Ein Foto mitten aus dem Geschehen, das alles erzählt. Doch was, wenn dieser Moment am Rechner nachträglich verändert wird? Darf man ein Auto-Kennzeichen unkenntlich machen oder einen störenden Pickel wegretuschieren? Wo die zulässige Optimierung endet und unzulässige Manipulation beginnt.
Unverfälschte Abbildung – oberstes Gebot im Journalismus
Nach dem AP Code of Ethics zur Pressefotografie ist es klare Pflicht: „AP pictures must always tell the truth. We do not alter or digitally manipulate the content of a photograph in any way”. Das bedeutet jegliche Hinzufügung, Entfernen oder Verfälschung von Bildbestandteilen ist tabu.
Grenzen der Bearbeitung: Was ist noch erlaubt?
Feinjustierung in Farbe, Kontrast oder Schärfe gilt als zulässig — solange die Darstellung in ihrer inhaltlichen Wahrheit bleibt. Militärische Standards etwa erlauben nur acht Arten unkomplizierter Korrekturen (z. B. Entstauben, Tonwertkorrektur) .
Motive dürfen nicht retuschiert oder verfälscht werden, auch kein Hinzufügen von Elementen – das überschreitet die journalistische Sorgfaltspflicht .
Richtlinien von Journalistenorganisationen
Redaktionen orientieren sich oft an Ethik-Regeln wie dem deutschen Pressekodex, der verlangt, dass Bearbeitung „weder entstellend noch verfälschend wirkt“. Programmatisch formuliert: Symbolfotos müssen entsprechend gekennzeichnet werden, und Manipulation, die den Wahrheitsgehalt verändert, ist untersagt.
Beispiele für unzulässige Bildfälschung
- Adnan Hajj/August 2006: Ein Freelancer ergänzte Flammen- und Rauchspuren in Kriegsfotos – was zur Zurücknahme durch Reuters führte.
- Historische Retuschen: Politische Regimes entfernten Personennis aus offiziellen Bildern – Lenin, Mao, Stalin und Hitler nutzten Fotomanipulation zur Geschichtsumschreibung .

## Bereitgestellte Daten:
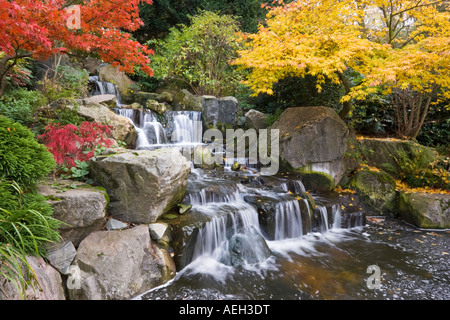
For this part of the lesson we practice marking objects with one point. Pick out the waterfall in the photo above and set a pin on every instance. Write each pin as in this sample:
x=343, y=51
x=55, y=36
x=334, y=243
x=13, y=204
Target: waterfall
x=188, y=127
x=337, y=220
x=150, y=130
x=102, y=87
x=323, y=218
x=288, y=220
x=294, y=186
x=212, y=239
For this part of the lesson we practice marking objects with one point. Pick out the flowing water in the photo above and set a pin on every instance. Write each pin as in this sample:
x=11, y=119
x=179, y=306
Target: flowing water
x=252, y=237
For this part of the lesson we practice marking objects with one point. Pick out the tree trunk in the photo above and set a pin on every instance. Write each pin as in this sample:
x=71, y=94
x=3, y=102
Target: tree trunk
x=3, y=71
x=411, y=109
x=347, y=105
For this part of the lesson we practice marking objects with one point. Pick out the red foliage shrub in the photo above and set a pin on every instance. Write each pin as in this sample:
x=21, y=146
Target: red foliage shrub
x=69, y=143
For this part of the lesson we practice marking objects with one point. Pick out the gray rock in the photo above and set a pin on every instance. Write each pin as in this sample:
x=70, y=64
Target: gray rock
x=143, y=184
x=184, y=100
x=82, y=209
x=46, y=286
x=313, y=139
x=425, y=210
x=255, y=119
x=61, y=256
x=114, y=224
x=157, y=230
x=116, y=265
x=376, y=190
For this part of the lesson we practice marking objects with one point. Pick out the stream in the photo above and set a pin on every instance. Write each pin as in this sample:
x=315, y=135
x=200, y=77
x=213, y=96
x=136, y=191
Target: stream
x=253, y=237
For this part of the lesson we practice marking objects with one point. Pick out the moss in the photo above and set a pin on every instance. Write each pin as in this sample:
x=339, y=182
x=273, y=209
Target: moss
x=376, y=191
x=424, y=210
x=316, y=181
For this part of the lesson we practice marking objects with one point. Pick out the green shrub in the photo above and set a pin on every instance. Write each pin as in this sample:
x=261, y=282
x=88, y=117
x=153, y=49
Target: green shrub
x=67, y=83
x=198, y=55
x=20, y=104
x=22, y=158
x=26, y=226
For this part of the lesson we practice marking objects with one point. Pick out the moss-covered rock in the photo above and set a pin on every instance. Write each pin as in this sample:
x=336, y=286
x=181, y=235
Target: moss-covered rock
x=314, y=137
x=142, y=185
x=376, y=191
x=184, y=100
x=317, y=181
x=388, y=154
x=425, y=210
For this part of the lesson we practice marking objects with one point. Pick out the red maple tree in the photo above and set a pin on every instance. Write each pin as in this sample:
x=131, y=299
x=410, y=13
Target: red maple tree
x=68, y=142
x=38, y=29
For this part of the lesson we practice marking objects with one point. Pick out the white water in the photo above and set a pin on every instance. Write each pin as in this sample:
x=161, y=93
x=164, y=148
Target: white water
x=288, y=220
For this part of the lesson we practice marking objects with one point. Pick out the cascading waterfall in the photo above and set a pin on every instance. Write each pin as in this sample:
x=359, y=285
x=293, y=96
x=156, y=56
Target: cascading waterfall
x=102, y=87
x=288, y=220
x=231, y=233
x=323, y=216
x=150, y=130
x=188, y=127
x=337, y=219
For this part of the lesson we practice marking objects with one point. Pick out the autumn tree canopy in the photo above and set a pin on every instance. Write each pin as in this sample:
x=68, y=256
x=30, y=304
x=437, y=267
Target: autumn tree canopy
x=396, y=45
x=38, y=29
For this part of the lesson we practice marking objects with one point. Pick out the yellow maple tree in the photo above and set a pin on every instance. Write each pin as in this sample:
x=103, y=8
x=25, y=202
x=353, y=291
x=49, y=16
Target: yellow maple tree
x=394, y=44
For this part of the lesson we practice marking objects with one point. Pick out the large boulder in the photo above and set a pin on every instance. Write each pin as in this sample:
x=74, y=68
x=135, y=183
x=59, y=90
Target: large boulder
x=143, y=184
x=123, y=129
x=387, y=154
x=186, y=101
x=125, y=85
x=82, y=208
x=314, y=139
x=46, y=285
x=120, y=264
x=425, y=210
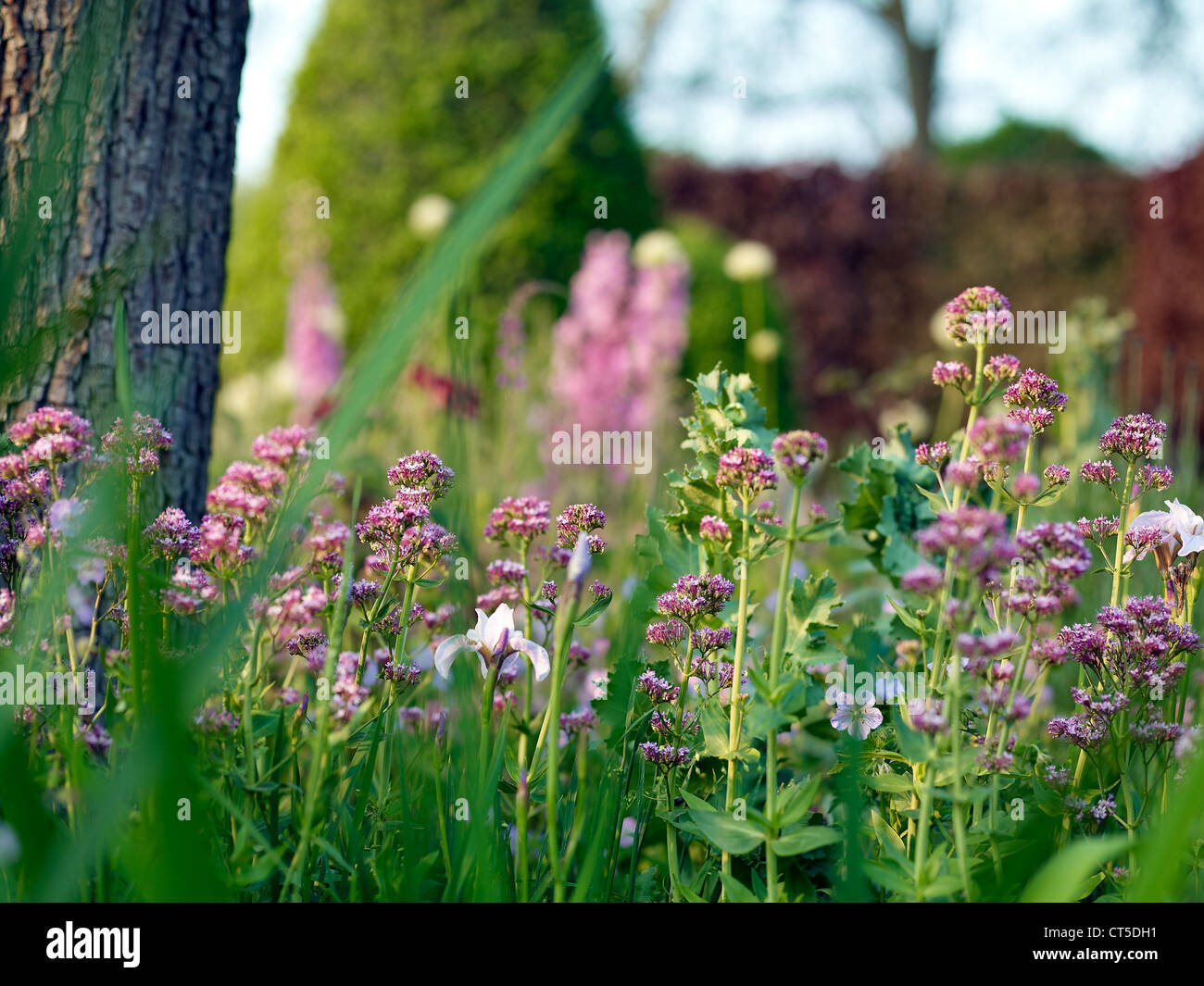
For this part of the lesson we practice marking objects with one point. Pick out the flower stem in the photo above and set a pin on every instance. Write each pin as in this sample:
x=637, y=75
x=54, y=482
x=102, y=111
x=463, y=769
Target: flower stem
x=734, y=721
x=777, y=646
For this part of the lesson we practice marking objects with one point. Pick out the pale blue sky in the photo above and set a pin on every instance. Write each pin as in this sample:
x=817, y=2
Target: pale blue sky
x=820, y=77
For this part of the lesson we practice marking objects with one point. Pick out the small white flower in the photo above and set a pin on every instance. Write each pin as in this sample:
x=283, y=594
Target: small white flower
x=657, y=248
x=749, y=260
x=429, y=215
x=1183, y=532
x=495, y=640
x=858, y=720
x=579, y=564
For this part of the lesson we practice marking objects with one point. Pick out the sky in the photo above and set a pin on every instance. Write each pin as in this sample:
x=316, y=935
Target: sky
x=821, y=77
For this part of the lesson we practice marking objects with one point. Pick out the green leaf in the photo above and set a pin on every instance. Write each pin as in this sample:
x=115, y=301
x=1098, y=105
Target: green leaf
x=806, y=840
x=1063, y=878
x=735, y=891
x=595, y=609
x=721, y=829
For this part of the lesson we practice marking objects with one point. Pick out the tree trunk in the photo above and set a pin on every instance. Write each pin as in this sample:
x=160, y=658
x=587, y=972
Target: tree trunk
x=119, y=120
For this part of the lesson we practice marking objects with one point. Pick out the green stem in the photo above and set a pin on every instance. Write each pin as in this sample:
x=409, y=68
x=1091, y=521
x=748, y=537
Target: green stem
x=734, y=721
x=775, y=650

## Erforderliche Schritte:
(a) Gib von den Zeilen unter den bereitgestellten Daten diejenigen unverändert wieder, die mit der Zeile beginnen, in der „out the flowing“ steht, und mit der Zeile enden, in der „x=376, y=190“ steht.
(b) Schreib weiter, was im Textauszug über Bildmanipulation im Journalismus auf den letzten Satz folgt.

## Antworten der Reihe:
(a)
For this part of the lesson we practice marking objects with one point. Pick out the flowing water in the photo above and set a pin on every instance. Write each pin as in this sample:
x=11, y=119
x=179, y=306
Target: flowing water
x=252, y=237
For this part of the lesson we practice marking objects with one point. Pick out the tree trunk in the photo above and set a pin on every instance. Write each pin as in this sample:
x=71, y=94
x=3, y=102
Target: tree trunk
x=3, y=71
x=411, y=109
x=347, y=105
For this part of the lesson we practice marking objects with one point. Pick out the red foliage shrub in the photo above and set a pin on every instance. Write each pin as in this sample:
x=21, y=146
Target: red foliage shrub
x=69, y=143
For this part of the lesson we practice marking objects with one point. Pick out the gray rock in the photo above and set a pin on every instance. Write each pin as in this sample:
x=70, y=64
Target: gray rock
x=143, y=184
x=184, y=100
x=82, y=209
x=46, y=286
x=313, y=139
x=425, y=210
x=255, y=119
x=61, y=256
x=114, y=224
x=157, y=230
x=116, y=265
x=376, y=190

(b)
Nachweis und Sanktionen
Der World Press Photo Kodex untersagt formelle Inszenierungen ohne Kennzeichnung. Wer manipuliert, verliert Glaubwürdigkeit. Wenn der Verdacht auf bewusste Täuschung besteht, ziehen Redaktionen Korrekturen oder Rücknahmen in Betracht – gemäß dem COPE-Workflow .
Neue Herausforderung: KI-generierte Bilder
Redaktionen experimentieren zunehmend mit generativen KI-Tools. Doch Transparenz ist Pflicht: Leser müssen wissen, wenn ein Bild algorithmisch erzeugt oder verändert wurde – das zeigen aktuelle Diskussionen in Deutschland, Australien und den USA.
Beispiele: Was erlaubt ist – und was nicht
Erlaubt sind beispielsweise:
- Helligkeit, Kontrast, Weißabgleich, Sättigung in maßvoller Form anpassen
- Schärfung oder Entrauschung
- Zuschnitt (Cropping), sofern der Kontext erhalten bleibt
- Entfernen technischer Artefakte (z. B. Staub auf dem Sensor)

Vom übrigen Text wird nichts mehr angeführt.